EXERCISE
Please return the full listing below without altering anything.

SUPPLIED RECORDS
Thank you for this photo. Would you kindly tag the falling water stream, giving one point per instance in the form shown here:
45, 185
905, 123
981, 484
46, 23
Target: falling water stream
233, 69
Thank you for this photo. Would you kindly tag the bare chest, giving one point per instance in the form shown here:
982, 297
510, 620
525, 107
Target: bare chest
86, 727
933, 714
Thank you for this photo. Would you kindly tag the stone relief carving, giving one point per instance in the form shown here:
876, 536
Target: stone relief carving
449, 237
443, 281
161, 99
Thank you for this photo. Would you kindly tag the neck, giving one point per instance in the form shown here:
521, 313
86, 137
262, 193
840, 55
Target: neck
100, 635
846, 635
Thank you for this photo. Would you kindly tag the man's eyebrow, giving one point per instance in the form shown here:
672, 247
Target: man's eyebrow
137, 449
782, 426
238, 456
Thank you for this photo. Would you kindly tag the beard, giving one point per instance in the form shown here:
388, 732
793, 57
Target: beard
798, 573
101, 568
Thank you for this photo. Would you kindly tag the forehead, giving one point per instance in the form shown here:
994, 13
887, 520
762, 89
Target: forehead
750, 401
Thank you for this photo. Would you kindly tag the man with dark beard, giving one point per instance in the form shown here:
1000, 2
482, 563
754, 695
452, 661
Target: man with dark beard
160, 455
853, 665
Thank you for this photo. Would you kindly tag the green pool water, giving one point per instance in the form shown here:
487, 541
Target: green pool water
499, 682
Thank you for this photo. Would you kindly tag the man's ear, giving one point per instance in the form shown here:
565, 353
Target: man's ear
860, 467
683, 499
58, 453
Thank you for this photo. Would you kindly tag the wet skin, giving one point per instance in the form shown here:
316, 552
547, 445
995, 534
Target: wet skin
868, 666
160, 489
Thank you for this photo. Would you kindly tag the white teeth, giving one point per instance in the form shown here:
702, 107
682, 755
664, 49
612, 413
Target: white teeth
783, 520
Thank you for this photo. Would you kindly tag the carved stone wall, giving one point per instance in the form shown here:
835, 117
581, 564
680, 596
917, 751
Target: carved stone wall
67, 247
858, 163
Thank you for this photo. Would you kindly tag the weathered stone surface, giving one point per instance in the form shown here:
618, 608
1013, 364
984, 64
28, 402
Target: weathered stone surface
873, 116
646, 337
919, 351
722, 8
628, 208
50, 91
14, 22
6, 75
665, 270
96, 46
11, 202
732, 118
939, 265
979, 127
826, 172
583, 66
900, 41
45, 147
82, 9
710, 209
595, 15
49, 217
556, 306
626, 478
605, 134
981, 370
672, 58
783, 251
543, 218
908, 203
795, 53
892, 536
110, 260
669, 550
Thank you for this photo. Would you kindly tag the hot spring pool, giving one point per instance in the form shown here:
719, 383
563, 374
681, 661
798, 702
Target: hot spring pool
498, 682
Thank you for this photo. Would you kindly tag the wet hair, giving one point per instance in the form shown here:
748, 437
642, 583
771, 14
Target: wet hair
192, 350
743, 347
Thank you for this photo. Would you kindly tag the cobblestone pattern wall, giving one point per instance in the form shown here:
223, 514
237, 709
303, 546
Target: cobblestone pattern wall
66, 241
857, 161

EXERCISE OUTPUT
Thank you for this photo. Would you kindly tag the falling water stream, giving one point per instance in the form shown here:
45, 185
905, 123
981, 484
46, 23
Target: falling water stream
233, 69
Thank you for this photo. Would you kindly tag the bare chest, giving one point per instance in the form shown here:
982, 297
510, 620
525, 107
Target: bare chest
86, 727
933, 714
Thank you for this photo. Would you kindly tag the stone relief carving, giving one point per instance in the form shown here:
876, 536
Target: stone relief carving
449, 237
443, 281
161, 99
Thank you for this photo. Would you kindly tag the neck, giving one point per instance in the form shown here:
521, 313
86, 137
262, 193
840, 55
Target: neck
100, 635
846, 635
Thank you for this photo. Would you kindly tag the man's eyebrow, giving one point per instance in the form shown here:
672, 247
Target: man's eyebrow
137, 449
782, 426
238, 456
Thank you for this photo. Would you kindly tag the beard, giving one point per instance in the form shown here:
388, 732
793, 57
Target: beard
798, 573
101, 568
Thank you for this photo. Would you kindly tag the forehead, giving one point per instance in the form shown here:
994, 13
887, 520
762, 89
Target: forehead
750, 401
Thank you for this photo. Would you kindly tag the man with dark beard, giving one point per instance in the form shown here:
1000, 2
482, 563
754, 695
452, 661
Target: man with dark beard
160, 455
853, 665
Thank you for this photo. Would you kindly tag the green pool water, giving one point per instance in the form shown here:
487, 541
Target: green pool water
499, 682
Thank you for this photo. Would you kindly tag the man's ear, giving one point per instance in the form shown here:
565, 353
Target: man's ear
860, 467
683, 499
58, 453
Thank you for this photo. Would you kindly tag the wet skin, giving one point per instance in the form shown here:
316, 552
547, 445
995, 534
Target: wet skin
868, 666
160, 489
Thank you for this photo. Would you kindly tag the white teeth, giving one point per instance in the form shown here:
702, 107
682, 755
664, 49
612, 413
Target: white teeth
783, 520
Thank you for this photo. Would you kindly tag the carved stone wall, giving one point per instance in the form shown here:
835, 117
581, 564
680, 596
917, 751
Target: carved stone wall
67, 247
858, 163
Thank you for this photo. Would you kindly tag the weathered stone surface, giving one point per instance in the form shown here:
618, 608
1013, 364
984, 64
28, 402
Target: weathered stone surface
873, 116
646, 337
919, 351
722, 8
628, 208
50, 91
14, 22
6, 75
665, 270
96, 46
11, 202
732, 118
939, 265
979, 127
826, 172
583, 66
900, 41
45, 147
82, 9
710, 209
595, 15
49, 217
556, 306
626, 478
605, 134
981, 370
672, 58
783, 251
543, 218
908, 203
795, 53
892, 536
110, 260
669, 550
Thank you for this photo. Would you kindly tag the hot spring pool, giving one point per instance in the form shown here:
719, 383
563, 374
681, 661
798, 702
Target: hot spring pool
498, 682
Thank you for this photo. Would you kindly tag the wet hair, giving one point per instance in the form shown here:
748, 437
642, 583
771, 14
Target: wet hair
192, 350
743, 347
Thank you for this photo. Would you kindly tag the cobblestone pattern wall, giving one point per instance in the form shown here:
223, 514
237, 709
303, 546
Target: cobblestone pattern wall
66, 241
857, 161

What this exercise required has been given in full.